### 提示文
↓↓↓

私は冤罪という言葉は非常に狭い意味で使っている。つまり最終的に裁判で有罪になった冤罪のみ冤罪と定義している。

最終的に裁判で無罪になった場合は冤罪としていない。この場合、司法のチェック機構が正常に働いたわけである。この場合を冤罪と区別するため、誤認逮捕、誤認起訴と呼ぼう。

言葉の定義の問題だから、何をどう表現しようが勝手かもしれないが、少なくとも、最終的に裁判で有罪になった場合と、無罪になった場合で、同じ言葉を使うのは良くない。はっきりと区別するべきである。

区別しないのは、逆に推定無罪の理念に反する。

推定無罪ということは、無罪から出発するのだから、推定誤認逮捕であり、推定誤認起訴である。つまり推定無罪というのは、誤認逮捕や誤認起訴を前提としている。

それをチェックするのが裁判であるので、逮捕、起訴でのミスと、裁判でのミスは全然違うレベルの問題である。

だから同じ冤罪ということばで両者を非難することは、逆に推定無罪を否定し、一般人には「逮捕・起訴=有罪」という印象を与える。

確かに誤認逮捕された方は、多大な不利益を被るのだからそれが冤罪ではないと言われると怒るかもしれない。

しかし、だからこそ、保釈制度のように、逮捕・起訴されてもなるべく不利益を被らないようにするべきでり、その重要性が出て来るのである。最終的な裁判での冤罪とはレベルの違う話である。

残念ながら今の日本の司法をとりまく状況は報道も含めてはっきりとこれを区別できていない。

↑↑↑

### 指示文
冤罪の定義についての文章の続きを、最後の文の後から書いてください。 この後に並ぶ行は、冤罪の定義についての文章とは別の資料です。

### 抽出資料
↓↓↓

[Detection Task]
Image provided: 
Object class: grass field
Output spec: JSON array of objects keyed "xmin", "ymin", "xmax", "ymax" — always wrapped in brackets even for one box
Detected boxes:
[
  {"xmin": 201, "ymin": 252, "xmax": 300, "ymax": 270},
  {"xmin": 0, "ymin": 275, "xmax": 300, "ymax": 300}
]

↑↑↑

### 出力結果
これは単なる言葉の問題ではなく、本質的な問題だ。この両者をはっきり区別しないところに日本の司法非難者たちの問題点がある。

私は日本の左翼やリベラリズムは失敗していると思うが、その理由は彼らは批判できるものは何でも批判し、問題の本質がどこにあるかしっかり区別できていないからだと思う。

外国人の入管での人権を問題にする勢力がある。それを問題にするなら、その問題だけを追求すればよいのである。それなのに彼らは「これからの日本は移民が必要だ」とそこまで言ってしまう。正しいとは思うが、そこまで言ってしまうと、逆に右派の人たちの反発をくらってしまう。

左派や、リベラリズムの人たちは、理論武装が完全にできていないのに戦おうとしている。一方、右派の人たちは、お互いに情報や知識を共有し、理論武装ができているように思う。例えば、「靖国公式参拝の正当化=東京裁判の否定」のような公式がはっきりできていて、共有されている。左派の人たちは見習うべきである。

なお、私は右派ではないが、第二部の「民主主義を理解できない日本人」で左派批判をするつもりである。